**GIVEN INSTRUCTION A**
Can you repeat the part of the receive queue text below that begins at the words "The receive queue is" and stops after "to be reported."?

****************************************

The receive queue is logically terminated if an end-of-file indication has been received or a connection has been terminated. A segment shall be considered to be terminated if another segment follows it in the queue, if the segment completes a record, or if an end-of-file or other connection termination has been reported. The last segment in the receive queue shall also be considered to be terminated while the socket has a pending error to be reported.
A receive operation shall never return data or ancillary data from more than one segment.

****************************************

**GIVEN INSTRUCTION B**
Can you render the rows below as a JSON list of strings, one string per line, beginning at the first line of the rows and ending with the line that contains "199 443 515 575"? Skip blank lines and leave the pictures out.

Dataset records:
****************************************

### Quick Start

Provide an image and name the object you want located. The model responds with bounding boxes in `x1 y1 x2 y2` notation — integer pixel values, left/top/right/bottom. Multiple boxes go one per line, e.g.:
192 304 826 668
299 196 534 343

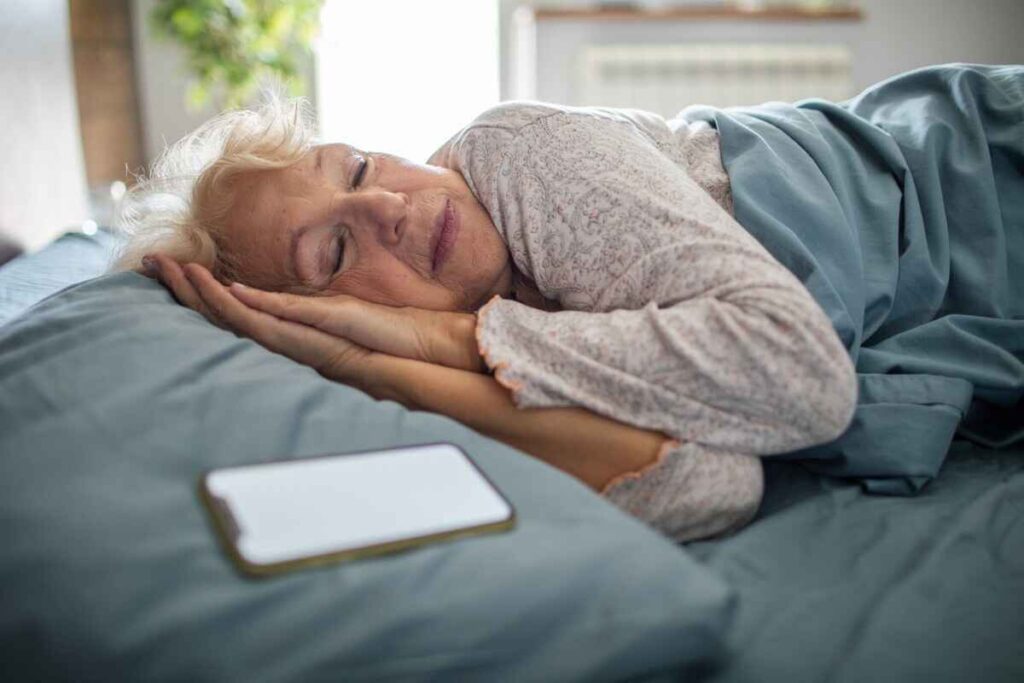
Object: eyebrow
289 225 312 282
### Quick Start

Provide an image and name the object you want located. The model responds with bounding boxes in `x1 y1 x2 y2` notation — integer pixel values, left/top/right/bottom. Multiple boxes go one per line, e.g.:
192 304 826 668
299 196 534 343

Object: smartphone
199 443 515 575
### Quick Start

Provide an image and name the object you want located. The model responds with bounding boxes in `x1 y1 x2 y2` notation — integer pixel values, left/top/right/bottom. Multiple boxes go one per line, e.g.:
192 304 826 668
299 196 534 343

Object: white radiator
573 43 856 118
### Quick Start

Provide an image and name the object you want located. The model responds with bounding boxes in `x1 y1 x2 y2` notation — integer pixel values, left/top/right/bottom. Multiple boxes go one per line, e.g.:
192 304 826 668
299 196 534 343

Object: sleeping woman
119 67 1024 541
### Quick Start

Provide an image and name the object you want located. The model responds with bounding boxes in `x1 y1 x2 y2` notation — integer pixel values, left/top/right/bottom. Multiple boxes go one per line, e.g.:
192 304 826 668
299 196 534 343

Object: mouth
431 200 459 274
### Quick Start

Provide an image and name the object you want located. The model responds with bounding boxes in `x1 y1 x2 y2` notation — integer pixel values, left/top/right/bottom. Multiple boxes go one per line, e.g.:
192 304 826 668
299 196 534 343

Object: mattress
0 233 1024 683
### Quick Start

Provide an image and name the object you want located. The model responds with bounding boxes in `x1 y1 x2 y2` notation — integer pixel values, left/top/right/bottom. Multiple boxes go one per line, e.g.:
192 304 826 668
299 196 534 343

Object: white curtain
0 0 88 251
316 0 499 162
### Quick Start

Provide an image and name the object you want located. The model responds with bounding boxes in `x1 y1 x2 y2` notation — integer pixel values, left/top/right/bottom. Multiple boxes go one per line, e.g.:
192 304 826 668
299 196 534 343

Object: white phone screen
204 443 513 565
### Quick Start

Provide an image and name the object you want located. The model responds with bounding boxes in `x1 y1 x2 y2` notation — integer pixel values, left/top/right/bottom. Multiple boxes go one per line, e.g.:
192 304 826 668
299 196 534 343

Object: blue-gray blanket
681 65 1024 495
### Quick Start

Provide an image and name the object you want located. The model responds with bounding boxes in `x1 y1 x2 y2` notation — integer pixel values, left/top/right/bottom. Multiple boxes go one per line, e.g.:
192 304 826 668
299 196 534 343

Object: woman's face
222 144 512 310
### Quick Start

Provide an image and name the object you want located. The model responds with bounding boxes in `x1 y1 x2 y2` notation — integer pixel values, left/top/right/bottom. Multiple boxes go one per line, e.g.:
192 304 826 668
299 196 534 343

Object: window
316 0 500 162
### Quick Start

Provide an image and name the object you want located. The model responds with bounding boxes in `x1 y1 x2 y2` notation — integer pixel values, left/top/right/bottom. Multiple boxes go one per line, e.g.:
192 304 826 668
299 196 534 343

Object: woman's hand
146 256 380 395
230 283 486 373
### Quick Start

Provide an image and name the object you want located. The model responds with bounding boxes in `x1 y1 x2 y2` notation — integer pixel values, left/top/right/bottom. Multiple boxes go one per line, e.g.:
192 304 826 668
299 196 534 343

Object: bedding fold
680 65 1024 495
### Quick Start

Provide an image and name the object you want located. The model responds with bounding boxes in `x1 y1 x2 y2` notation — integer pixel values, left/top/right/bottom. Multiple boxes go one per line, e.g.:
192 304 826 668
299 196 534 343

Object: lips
431 200 459 273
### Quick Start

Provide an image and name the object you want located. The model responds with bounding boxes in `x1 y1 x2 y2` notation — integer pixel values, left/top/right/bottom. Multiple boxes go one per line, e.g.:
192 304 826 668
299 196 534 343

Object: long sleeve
468 111 856 455
435 103 856 541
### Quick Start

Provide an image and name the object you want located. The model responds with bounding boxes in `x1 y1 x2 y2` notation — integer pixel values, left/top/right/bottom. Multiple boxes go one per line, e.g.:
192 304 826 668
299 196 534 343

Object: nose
346 190 409 246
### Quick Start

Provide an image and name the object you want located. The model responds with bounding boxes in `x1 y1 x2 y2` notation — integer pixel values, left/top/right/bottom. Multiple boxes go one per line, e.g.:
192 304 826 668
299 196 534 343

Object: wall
0 0 87 250
132 0 1024 162
69 0 142 187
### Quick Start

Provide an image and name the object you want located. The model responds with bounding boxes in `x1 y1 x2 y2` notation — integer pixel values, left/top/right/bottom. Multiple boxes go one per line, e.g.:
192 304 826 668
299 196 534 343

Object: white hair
111 89 315 280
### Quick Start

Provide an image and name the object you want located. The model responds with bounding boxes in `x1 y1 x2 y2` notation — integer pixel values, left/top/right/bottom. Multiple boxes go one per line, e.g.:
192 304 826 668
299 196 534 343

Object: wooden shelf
534 4 863 22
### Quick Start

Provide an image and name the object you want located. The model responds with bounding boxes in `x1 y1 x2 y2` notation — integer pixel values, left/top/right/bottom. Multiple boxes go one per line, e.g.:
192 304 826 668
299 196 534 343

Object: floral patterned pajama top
430 101 857 542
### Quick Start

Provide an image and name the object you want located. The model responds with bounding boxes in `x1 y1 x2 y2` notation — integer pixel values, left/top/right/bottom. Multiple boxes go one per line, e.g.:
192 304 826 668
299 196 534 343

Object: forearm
360 355 669 490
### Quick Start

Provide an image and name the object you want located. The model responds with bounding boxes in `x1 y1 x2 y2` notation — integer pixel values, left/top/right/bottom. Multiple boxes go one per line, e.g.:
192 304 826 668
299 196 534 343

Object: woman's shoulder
428 99 670 166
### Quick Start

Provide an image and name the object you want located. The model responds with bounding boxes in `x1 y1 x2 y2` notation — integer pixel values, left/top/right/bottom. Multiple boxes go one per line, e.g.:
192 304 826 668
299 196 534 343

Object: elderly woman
120 65 1024 541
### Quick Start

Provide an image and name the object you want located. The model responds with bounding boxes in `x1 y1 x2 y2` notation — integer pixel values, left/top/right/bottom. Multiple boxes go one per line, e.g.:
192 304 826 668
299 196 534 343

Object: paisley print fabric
430 101 856 541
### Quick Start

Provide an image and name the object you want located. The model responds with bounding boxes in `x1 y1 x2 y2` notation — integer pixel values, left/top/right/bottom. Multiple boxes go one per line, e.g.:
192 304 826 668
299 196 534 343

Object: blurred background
0 0 1024 263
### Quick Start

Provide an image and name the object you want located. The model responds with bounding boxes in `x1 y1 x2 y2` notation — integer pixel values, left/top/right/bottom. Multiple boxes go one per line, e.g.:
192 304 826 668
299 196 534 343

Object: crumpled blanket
680 65 1024 495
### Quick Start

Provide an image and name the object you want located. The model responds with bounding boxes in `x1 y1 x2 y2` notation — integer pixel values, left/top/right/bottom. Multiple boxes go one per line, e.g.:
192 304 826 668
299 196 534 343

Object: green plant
150 0 323 109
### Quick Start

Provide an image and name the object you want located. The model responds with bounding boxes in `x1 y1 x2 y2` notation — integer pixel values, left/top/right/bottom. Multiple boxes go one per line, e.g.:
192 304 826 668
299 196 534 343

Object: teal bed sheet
0 229 1024 683
686 439 1024 683
680 65 1024 495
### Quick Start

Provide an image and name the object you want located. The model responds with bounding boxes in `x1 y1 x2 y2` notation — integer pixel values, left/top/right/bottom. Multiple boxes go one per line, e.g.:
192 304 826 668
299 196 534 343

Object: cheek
329 263 458 310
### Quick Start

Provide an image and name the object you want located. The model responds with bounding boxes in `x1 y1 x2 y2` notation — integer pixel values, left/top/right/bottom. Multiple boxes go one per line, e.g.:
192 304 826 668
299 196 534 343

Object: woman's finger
148 254 224 327
230 283 349 337
184 263 370 381
230 283 436 362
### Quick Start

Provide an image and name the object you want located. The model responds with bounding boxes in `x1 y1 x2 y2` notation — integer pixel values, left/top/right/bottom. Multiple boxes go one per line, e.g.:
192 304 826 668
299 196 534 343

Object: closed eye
334 230 345 275
352 157 370 189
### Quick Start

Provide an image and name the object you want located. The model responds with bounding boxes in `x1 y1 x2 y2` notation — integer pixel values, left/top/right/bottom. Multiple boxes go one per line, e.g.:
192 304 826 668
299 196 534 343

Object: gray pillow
0 273 735 681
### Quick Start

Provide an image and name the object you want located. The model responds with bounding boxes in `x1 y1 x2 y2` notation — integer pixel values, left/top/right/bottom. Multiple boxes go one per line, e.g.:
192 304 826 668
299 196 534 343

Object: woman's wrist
450 313 487 373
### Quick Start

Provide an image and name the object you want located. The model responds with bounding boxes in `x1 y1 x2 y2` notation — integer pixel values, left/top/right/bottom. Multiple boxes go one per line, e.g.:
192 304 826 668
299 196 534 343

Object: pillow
0 273 735 681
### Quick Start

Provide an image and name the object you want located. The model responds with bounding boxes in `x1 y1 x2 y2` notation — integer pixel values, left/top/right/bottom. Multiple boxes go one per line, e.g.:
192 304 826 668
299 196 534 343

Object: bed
0 230 1024 683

****************************************

**EXERCISE SOLUTION A**
The receive queue is logically terminated if an end-of-file indication has been received or a connection has been terminated. A segment shall be considered to be terminated if another segment follows it in the queue, if the segment completes a record, or if an end-of-file or other connection termination has been reported. The last segment in the receive queue shall also be considered to be terminated while the socket has a pending error to be reported.

**EXERCISE SOLUTION B**
[
  "### Quick Start",
  "Provide an image and name the object you want located. The model responds with bounding boxes in `x1 y1 x2 y2` notation — integer pixel values, left/top/right/bottom. Multiple boxes go one per line, e.g.:",
  "192 304 826 668",
  "299 196 534 343",
  "Object: eyebrow",
  "289 225 312 282",
  "### Quick Start",
  "Provide an image and name the object you want located. The model responds with bounding boxes in `x1 y1 x2 y2` notation — integer pixel values, left/top/right/bottom. Multiple boxes go one per line, e.g.:",
  "192 304 826 668",
  "299 196 534 343",
  "Object: smartphone",
  "199 443 515 575"
]